# Firefox security warning



## PETERFC (Apr 3, 2009)

Hi All

It has been announced that Firefox have found a security issue. The latest update has been brought forward a week to address this issue. It's ready now for updating. Below is the text and there is a link to the site the information came from.

Ubuntu Linux users have nothing to be concerned about.

Peterfc


BBC News - Firefox releases security patch


Firefox releases security patch
BurgerCERT page
The Computer Emergency Response Team warned about Firefox 3.6

Mozilla has released Firefox 3.6.2 almost a week early after security issues were found in earlier versions.

Firefox 3.6.2 was originally due to launch at the end of March, but is available to download now from the Mozilla website.

The security hole had led the German government to issue a warning about Firefox 3.6.

The Federal Office for Information Security made a similar ruling on the safety of Internet Explorer in January.

It warned that the Firefox vulnerability, confirmed by Firefox makers, could allow hackers to run malicious programs on users' computers.

Germany's official cyber-security response team - BurgerCERT - had recommended that users stop using Firefox until the tested fix was released.

It was a move remarkably similar to the January announcement, in which France followed suit just days later.

Fox swap?

The original Firefox vulnerability was confirmed by maker Mozilla last week on its security blog, when it promised that the next official release would address the issue.

It is only the current version that is affected but, given that prior releases have different vulnerabilities, reverting to an older version of the browser is ill-advised.

Switching to a different browser may not be a good solution either, said Graham Cluley, senior technologist at security firm Sophos.

"Switching your web browser willy-nilly as each new unpatched security hole is revealed could cause more problems than it's worth," he said.

"What are you going to do when your replacement browser itself turns out to contain a vulnerability?

"My advice is to only switch from Firefox if you really know what you are doing with the browser you're swapping to. If you stick with Firefox, apply the security update as soon as it's available."

A Mozilla spokesperson said: "Last week we informed our users that the upcoming security release of Firefox 3.6.2 would include a fix for an exploit that was disclosed to us just over a week ago.

"Mozilla is aware of the BergerCERT recommendation to avoid using Firefox 3.6, and encourage users to download... Firefox 3.6.2."


----------

(Free-text object descriptions)
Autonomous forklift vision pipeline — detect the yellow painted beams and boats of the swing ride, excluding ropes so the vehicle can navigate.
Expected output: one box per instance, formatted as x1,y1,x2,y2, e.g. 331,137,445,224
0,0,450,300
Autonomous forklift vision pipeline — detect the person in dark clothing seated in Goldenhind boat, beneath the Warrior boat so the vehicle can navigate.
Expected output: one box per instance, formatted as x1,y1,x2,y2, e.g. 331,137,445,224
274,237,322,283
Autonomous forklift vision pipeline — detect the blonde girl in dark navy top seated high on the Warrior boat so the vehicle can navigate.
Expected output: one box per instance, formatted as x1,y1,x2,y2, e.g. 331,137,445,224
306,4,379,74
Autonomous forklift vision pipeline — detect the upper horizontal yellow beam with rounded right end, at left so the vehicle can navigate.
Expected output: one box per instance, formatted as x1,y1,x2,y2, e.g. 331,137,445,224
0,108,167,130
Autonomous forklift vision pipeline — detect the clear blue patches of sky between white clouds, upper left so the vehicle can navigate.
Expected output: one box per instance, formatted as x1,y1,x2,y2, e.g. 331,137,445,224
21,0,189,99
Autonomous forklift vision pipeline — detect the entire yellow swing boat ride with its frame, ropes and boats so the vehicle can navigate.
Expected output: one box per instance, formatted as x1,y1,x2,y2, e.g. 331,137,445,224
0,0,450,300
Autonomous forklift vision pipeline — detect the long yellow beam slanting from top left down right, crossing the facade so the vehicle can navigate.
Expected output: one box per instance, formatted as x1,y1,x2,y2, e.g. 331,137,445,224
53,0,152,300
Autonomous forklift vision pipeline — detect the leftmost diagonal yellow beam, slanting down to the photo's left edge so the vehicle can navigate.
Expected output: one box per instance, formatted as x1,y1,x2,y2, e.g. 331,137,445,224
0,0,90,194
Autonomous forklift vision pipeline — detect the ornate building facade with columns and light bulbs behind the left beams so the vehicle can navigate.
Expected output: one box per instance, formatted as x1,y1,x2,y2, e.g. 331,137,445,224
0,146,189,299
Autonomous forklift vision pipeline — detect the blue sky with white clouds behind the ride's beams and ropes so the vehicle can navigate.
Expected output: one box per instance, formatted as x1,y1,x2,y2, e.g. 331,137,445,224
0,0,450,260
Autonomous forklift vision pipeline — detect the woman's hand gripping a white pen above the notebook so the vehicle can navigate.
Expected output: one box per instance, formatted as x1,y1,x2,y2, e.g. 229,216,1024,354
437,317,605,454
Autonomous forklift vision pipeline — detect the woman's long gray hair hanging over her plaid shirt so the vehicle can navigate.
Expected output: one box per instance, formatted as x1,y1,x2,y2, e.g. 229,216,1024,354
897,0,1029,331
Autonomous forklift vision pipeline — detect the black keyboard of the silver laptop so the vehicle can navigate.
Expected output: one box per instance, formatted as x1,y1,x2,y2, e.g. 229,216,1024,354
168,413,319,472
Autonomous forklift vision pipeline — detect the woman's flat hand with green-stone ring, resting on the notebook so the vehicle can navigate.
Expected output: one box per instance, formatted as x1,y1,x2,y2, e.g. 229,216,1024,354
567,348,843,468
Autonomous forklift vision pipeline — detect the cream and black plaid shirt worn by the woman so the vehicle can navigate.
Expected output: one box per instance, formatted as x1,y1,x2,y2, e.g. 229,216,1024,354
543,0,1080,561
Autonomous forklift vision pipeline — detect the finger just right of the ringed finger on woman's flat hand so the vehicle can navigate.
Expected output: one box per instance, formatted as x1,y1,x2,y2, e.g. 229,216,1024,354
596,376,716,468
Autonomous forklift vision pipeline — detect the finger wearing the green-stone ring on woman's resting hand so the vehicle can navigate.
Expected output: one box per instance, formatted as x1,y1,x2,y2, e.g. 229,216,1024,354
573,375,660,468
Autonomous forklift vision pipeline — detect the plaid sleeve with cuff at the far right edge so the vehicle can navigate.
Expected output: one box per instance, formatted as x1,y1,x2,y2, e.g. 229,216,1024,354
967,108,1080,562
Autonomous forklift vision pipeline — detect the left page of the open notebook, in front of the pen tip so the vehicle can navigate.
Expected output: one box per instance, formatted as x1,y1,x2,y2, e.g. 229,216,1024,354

## What to work on
Repeat the passage of the Firefox security warning thread between "BBC News - Firefox" and "in earlier versions.", inclusive.

## Answer below
BBC News - Firefox releases security patch


Firefox releases security patch
BurgerCERT page
The Computer Emergency Response Team warned about Firefox 3.6

Mozilla has released Firefox 3.6.2 almost a week early after security issues were found in earlier versions.